§ SELECTED PASSAGE

__________________________________________________

Post by officergroyman on Feb 18, 2009 10:04:51 GMT -1
Chelsea have been cutting their costs over the last four seasons without impacting upon the wage bill, but it now looks like that is the next target as the club looks to reduce its losses.
In 2005, the club recorded record losses of £140m, and since then, there has been a steady reduction in these figures. 2006 saw a dramatic reduction to -£80.2m which was followed up in 2007 and 2008 with -£74.8m and -£67.5, respectively.
The club had actually managed to reduce its losses last year to -£44.5 but had to pay out some £23m in compensation to ex-managers Jose Mourinho and Avram Grant after they and their staff were sacked by the club.
Luiz Felipe Scolari will also receive compensation of £9m, but that figure will come out of next year's accounts.
As the club look to reduce the Premiership's highest wage bill of £130m a year, star names like Michael Ballack, Didier Drogba, Deco, Florent Malouda, Nicolas Anelka, and Joe Cole could all make their exit from Stamford Bridge.
All of the above players are amongst the highest paid in the Premiership and all can claim a weekly wage of six figures with the exception of Joe Cole.
Removing even one of these players from the wage bill would have an instant reduction of £5 to £6m. Move all six on and the club could save some £30m.
Moving these players on is easier said than done, though. And to do so Chelsea may have to agree to pay part of the players' wages and face losing some key players.
Stars like Frank Lampard, John Terry, Ashley Cole, and Ricardo Carvalho will all be coveted by other clubs and with Chelsea sending the message out that they need to sell players, these stars are the most likely transfer targets.
And already stories have begun to emanate from the Eastlands about the proposed transfer of John Terry to Manchester City.
But Kenyon and Abrahmovich are adamant that these losses need to be tackled, so it looks likely that Chelsea will have to part with one or more of its sons.

__________________________________________________

§ INFORMATION SHOWN
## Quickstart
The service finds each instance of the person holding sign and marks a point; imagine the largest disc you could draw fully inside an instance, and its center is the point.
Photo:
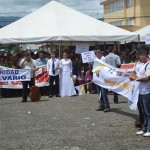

__________________________________________________

§ PROBLEMS
[a] Using the post on Chelsea's finances, answer these:
(i) What losses did the club record in 2005?
(ii) How much compensation will Luiz Felipe Scolari receive?
(iii) How large is the club's yearly wage bill?
[b] Please set down, word for word, the part of the post on Chelsea's finances starting with "Post by officergroyman" and going on through "next year's accounts.".

§ WORKED SOLUTIONS
[a]
(i) £140m
(ii) £9m
(iii) £130m a year

[b]
Post by officergroyman on Feb 18, 2009 10:04:51 GMT -1
Chelsea have been cutting their costs over the last four seasons without impacting upon the wage bill, but it now looks like that is the next target as the club looks to reduce its losses.
In 2005, the club recorded record losses of £140m, and since then, there has been a steady reduction in these figures. 2006 saw a dramatic reduction to -£80.2m which was followed up in 2007 and 2008 with -£74.8m and -£67.5, respectively.
The club had actually managed to reduce its losses last year to -£44.5 but had to pay out some £23m in compensation to ex-managers Jose Mourinho and Avram Grant after they and their staff were sacked by the club.
Luiz Felipe Scolari will also receive compensation of £9m, but that figure will come out of next year's accounts.